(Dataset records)
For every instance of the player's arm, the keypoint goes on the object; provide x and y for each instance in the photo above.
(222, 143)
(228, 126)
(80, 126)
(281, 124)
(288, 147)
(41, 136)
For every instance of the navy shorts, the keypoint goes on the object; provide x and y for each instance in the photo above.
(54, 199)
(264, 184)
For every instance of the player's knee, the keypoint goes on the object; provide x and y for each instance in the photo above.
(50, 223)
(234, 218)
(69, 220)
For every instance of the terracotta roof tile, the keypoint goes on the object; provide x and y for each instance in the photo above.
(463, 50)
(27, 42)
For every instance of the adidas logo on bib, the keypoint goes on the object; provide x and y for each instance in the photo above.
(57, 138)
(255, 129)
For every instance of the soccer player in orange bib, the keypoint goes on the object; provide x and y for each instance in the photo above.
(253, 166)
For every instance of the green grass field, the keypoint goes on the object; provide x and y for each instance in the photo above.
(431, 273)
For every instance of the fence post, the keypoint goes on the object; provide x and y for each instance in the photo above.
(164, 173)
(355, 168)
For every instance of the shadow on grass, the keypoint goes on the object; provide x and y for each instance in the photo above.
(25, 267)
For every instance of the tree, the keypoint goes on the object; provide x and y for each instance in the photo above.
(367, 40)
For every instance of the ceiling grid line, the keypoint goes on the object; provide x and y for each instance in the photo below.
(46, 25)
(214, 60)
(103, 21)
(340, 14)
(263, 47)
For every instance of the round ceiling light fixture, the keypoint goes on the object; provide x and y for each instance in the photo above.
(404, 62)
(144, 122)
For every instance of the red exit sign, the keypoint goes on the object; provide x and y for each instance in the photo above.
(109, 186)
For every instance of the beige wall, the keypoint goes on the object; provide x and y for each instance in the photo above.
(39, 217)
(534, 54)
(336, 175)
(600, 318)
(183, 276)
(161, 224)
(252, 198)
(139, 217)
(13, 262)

**DIRECTION:**
Repeat the entries above word for word, starting at the line that contains "For every instance of the shadow" and ending with the last line of the entries, both ends included.

**EXERCISE SOLUTION:**
For every instance of the shadow on grass, the keypoint goes on the object; provide x and y for each instance in the photo above.
(25, 267)
For every instance of the tree, the keypoint goes on the object; provide x and y for each instance in the photo above.
(367, 40)
For every instance of the ceiling grid line, the keypoint goes on the object; provide x and y for each instance in the photo below.
(46, 25)
(214, 60)
(103, 21)
(340, 14)
(263, 47)
For every instance of the round ceiling light fixture, the keypoint goes on the object; provide x and y for each instance in the photo above.
(404, 62)
(144, 122)
For every instance of the red exit sign, the keypoint goes on the object; provide x and y for each instance in the photo above.
(109, 186)
For every instance of the beige wall, the keypoint goes on the object; provide x and y for each instance in the photo above.
(39, 217)
(534, 54)
(336, 175)
(600, 318)
(183, 276)
(161, 224)
(252, 198)
(139, 217)
(13, 262)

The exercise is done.